[Task objective] Using the material that follows, output exactly the lines from the one containing "[point] white cargo" through the one containing "[point] orange delineator", with both ends kept.

####

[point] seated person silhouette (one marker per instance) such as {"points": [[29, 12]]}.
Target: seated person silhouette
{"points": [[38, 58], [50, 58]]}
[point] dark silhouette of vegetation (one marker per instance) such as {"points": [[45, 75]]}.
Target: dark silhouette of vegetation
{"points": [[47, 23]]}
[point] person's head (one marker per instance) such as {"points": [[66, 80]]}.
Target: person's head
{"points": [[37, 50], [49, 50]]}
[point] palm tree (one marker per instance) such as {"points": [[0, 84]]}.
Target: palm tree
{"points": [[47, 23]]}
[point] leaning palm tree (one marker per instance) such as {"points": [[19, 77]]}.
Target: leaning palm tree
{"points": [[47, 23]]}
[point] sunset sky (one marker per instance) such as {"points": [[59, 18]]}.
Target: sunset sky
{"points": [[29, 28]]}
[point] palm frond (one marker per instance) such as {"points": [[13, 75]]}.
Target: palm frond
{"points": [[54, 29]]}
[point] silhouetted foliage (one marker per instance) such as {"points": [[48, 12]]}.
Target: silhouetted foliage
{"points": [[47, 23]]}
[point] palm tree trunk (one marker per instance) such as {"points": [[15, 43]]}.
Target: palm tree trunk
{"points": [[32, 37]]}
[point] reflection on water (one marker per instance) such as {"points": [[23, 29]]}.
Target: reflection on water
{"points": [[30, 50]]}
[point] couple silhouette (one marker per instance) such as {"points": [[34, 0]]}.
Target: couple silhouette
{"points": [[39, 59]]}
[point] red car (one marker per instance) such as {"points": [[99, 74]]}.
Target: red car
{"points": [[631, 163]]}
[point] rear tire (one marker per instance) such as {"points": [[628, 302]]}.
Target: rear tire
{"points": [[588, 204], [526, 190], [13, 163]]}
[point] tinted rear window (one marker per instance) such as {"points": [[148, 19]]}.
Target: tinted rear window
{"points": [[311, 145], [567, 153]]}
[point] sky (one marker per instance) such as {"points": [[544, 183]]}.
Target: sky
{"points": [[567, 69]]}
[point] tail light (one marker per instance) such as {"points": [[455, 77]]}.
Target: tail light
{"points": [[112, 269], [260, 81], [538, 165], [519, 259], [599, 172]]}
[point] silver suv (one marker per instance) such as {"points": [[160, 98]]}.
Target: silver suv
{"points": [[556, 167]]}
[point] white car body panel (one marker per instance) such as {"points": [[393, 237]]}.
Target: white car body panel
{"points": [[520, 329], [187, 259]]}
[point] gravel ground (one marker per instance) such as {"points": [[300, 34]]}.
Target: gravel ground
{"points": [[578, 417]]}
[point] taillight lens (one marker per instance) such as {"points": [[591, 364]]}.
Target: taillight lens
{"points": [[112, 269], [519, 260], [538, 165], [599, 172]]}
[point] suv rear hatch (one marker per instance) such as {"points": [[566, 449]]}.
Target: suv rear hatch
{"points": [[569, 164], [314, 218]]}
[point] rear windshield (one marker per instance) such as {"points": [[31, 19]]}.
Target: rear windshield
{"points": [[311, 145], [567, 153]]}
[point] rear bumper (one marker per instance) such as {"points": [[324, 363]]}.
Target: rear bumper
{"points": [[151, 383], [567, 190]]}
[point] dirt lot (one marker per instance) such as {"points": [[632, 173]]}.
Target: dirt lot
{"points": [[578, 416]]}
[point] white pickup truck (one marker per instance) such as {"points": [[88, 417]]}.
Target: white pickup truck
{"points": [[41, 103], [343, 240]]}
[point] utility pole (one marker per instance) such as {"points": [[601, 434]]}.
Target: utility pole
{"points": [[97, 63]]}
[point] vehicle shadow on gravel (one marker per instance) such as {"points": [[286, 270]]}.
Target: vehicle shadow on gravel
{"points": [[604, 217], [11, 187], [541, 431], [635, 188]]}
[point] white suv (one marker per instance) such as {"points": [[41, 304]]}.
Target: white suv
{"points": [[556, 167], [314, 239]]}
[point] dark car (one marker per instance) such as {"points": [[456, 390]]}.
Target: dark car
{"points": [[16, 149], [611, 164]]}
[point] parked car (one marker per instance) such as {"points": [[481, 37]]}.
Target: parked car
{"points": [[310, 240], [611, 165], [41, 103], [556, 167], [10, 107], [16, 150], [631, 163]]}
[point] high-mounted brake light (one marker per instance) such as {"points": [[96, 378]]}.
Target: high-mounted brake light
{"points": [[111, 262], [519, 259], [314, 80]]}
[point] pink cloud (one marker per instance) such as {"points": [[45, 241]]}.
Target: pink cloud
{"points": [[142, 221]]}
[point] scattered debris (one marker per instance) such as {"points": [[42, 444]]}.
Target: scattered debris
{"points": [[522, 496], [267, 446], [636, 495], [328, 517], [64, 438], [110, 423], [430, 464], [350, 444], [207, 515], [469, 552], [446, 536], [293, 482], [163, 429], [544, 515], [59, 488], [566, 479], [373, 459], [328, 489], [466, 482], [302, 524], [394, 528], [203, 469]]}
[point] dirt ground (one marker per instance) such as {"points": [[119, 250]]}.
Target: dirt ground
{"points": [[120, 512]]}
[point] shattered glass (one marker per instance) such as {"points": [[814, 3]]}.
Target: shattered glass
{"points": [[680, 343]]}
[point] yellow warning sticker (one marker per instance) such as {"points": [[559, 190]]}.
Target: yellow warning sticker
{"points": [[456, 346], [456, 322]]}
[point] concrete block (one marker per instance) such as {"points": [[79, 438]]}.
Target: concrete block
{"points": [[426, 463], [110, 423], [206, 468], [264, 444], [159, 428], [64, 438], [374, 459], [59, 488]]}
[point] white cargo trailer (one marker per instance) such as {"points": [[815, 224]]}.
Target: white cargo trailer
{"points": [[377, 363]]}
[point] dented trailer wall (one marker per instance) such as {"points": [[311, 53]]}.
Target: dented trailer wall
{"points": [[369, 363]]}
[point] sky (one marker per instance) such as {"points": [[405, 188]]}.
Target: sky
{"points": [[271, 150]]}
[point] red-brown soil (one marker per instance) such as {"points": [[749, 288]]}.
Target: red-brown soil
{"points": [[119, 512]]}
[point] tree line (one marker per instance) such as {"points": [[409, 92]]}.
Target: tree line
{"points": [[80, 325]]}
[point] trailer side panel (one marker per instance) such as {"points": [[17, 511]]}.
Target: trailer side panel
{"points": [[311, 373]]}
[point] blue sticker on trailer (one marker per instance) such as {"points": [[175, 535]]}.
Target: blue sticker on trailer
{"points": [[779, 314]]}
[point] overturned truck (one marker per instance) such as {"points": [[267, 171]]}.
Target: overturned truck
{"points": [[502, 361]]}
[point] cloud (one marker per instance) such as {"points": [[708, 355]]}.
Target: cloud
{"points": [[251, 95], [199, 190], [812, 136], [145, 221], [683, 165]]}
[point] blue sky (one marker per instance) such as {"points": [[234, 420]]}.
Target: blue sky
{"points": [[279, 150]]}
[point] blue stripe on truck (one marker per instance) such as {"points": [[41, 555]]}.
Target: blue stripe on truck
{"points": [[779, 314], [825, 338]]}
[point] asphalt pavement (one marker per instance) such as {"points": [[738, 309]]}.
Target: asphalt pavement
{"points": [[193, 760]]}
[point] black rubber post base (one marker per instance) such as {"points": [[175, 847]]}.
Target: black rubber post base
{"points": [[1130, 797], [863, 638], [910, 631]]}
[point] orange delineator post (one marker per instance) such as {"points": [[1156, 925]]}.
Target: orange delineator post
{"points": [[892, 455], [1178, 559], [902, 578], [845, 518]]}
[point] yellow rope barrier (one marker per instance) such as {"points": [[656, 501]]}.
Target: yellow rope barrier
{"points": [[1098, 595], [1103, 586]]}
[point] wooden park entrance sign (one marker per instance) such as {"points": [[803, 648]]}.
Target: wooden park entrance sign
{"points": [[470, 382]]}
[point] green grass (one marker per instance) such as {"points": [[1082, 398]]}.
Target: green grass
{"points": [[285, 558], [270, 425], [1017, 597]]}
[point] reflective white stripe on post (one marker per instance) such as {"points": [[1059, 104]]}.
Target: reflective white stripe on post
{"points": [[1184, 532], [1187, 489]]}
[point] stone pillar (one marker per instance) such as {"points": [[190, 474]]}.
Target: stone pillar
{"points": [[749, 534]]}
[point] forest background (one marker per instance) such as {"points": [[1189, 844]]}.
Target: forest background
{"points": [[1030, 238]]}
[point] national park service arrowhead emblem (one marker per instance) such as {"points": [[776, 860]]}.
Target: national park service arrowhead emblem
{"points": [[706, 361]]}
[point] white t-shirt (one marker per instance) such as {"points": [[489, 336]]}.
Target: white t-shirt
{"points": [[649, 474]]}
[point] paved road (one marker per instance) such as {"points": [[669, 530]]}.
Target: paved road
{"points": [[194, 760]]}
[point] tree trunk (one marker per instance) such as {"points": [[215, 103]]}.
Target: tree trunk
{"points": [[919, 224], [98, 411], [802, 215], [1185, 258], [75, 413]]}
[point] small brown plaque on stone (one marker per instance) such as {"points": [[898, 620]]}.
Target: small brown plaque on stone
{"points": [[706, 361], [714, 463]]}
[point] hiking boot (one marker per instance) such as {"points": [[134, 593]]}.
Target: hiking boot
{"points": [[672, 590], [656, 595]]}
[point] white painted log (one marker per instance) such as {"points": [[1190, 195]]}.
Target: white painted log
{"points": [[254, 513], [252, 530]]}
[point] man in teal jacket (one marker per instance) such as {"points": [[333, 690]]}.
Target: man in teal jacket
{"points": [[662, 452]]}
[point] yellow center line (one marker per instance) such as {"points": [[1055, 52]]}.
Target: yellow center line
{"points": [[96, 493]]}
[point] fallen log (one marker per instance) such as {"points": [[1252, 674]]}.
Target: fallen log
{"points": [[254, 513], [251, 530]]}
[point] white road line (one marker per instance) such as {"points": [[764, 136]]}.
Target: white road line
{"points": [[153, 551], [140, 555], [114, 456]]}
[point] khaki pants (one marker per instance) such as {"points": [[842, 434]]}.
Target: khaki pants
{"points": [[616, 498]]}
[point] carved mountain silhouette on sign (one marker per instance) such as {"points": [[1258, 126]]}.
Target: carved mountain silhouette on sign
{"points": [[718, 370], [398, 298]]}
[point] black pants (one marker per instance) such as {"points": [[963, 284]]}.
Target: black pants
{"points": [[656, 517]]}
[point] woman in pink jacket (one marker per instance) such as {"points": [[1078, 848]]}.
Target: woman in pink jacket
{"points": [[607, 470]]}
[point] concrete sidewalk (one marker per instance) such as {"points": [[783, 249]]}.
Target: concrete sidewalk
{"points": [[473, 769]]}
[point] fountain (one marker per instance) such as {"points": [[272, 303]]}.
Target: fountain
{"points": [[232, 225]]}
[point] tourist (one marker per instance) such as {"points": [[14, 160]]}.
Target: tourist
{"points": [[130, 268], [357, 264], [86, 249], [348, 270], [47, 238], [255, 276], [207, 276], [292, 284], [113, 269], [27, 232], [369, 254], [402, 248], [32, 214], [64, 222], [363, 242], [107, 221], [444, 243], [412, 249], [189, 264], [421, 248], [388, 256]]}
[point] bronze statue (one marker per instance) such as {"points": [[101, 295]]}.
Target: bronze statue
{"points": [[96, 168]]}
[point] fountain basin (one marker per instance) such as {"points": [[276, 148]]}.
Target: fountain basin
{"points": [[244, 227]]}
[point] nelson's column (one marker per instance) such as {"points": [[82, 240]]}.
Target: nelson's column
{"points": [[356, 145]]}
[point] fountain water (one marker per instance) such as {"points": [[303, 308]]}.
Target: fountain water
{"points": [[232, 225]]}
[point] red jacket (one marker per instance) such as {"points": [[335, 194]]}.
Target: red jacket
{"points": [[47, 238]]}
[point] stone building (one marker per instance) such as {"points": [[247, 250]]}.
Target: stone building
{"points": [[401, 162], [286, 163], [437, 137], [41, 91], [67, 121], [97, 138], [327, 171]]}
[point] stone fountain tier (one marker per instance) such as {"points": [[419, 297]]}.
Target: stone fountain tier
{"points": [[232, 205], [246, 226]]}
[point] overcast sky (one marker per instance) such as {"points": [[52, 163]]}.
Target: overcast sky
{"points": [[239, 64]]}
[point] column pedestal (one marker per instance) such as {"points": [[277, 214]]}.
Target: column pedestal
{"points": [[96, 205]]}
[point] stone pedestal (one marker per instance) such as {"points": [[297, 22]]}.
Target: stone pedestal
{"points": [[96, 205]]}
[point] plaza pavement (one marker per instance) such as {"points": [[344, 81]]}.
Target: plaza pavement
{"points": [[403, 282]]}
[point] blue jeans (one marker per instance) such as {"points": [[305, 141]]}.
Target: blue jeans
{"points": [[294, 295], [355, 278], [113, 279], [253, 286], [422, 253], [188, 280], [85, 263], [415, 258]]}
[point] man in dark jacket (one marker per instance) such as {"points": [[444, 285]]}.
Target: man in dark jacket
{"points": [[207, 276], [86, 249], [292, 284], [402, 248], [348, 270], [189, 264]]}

####

[Solved exercise]
[point] white cargo trailer (one marker per instance) such as {"points": [[815, 224]]}.
Target: white cargo trailer
{"points": [[377, 363]]}
[point] dented trailer wall (one marker per instance) such as {"points": [[311, 53]]}.
Target: dented trailer wall
{"points": [[369, 363]]}
[point] sky (one marker per instance) such as {"points": [[405, 188]]}.
Target: sky
{"points": [[271, 150]]}
[point] red-brown soil (one marker per instance) such as {"points": [[749, 288]]}.
Target: red-brown soil
{"points": [[119, 512]]}
[point] tree line (one marker per instance) such as {"points": [[409, 92]]}.
Target: tree line
{"points": [[80, 325]]}
[point] trailer side panel (one marker per instance) such as {"points": [[17, 511]]}.
Target: trailer side panel
{"points": [[311, 373]]}
[point] blue sticker on trailer (one marker per instance) such as {"points": [[175, 535]]}.
Target: blue sticker on trailer
{"points": [[779, 314]]}
[point] overturned truck (one marker per instance) such as {"points": [[267, 171]]}.
Target: overturned truck
{"points": [[502, 361]]}
[point] cloud (one marker per instance) such as {"points": [[708, 355]]}.
Target: cloud
{"points": [[251, 95], [199, 190], [812, 136], [145, 221], [683, 165]]}
[point] blue sky (one marker per instance) such as {"points": [[234, 420]]}.
Target: blue sky
{"points": [[279, 150]]}
[point] blue stripe on truck (one marker per instance) such as {"points": [[41, 555]]}.
Target: blue stripe on truck
{"points": [[779, 314], [825, 338]]}
[point] asphalt pavement (one marker per instance) such as {"points": [[738, 309]]}.
Target: asphalt pavement
{"points": [[193, 760]]}
[point] black rubber post base (one marker per instance) such as {"points": [[175, 847]]}.
Target: black rubber post base
{"points": [[1130, 797], [863, 638], [910, 631]]}
[point] orange delineator post (one marker per instance) such as {"points": [[1156, 925]]}.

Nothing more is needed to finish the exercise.